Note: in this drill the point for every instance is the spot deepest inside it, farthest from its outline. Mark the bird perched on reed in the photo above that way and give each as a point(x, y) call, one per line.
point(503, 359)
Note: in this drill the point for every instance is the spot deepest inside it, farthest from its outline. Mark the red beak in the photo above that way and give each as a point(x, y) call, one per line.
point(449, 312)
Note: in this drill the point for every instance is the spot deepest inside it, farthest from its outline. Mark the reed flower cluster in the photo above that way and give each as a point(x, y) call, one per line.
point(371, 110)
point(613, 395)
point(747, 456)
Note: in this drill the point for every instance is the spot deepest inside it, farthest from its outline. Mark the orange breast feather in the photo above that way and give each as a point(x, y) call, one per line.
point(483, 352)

(PROBLEM DETAILS): Please reproduce, word for word, every line from the line with "Mark the red" to the final line above, including both ends.

(EXERCISE ANSWER):
Note: in this drill the point for every instance is the spot deepest inside it, farthest from its outline. Mark the red beak in the photo above that way and give each as a point(x, y) call, one per line.
point(449, 312)
Note: in this drill the point for every instance is the spot deepest inside it, farthest from its outline. Mark the reed flower cluster in the photo above that way and give each as a point(x, y) call, one per line.
point(371, 110)
point(613, 395)
point(747, 456)
Note: in this drill the point for every instance is the spot deepest inside it, farthest from its outline. Mark the orange breast feather in the photo above that way and give each as a point(x, y) call, one per line.
point(483, 352)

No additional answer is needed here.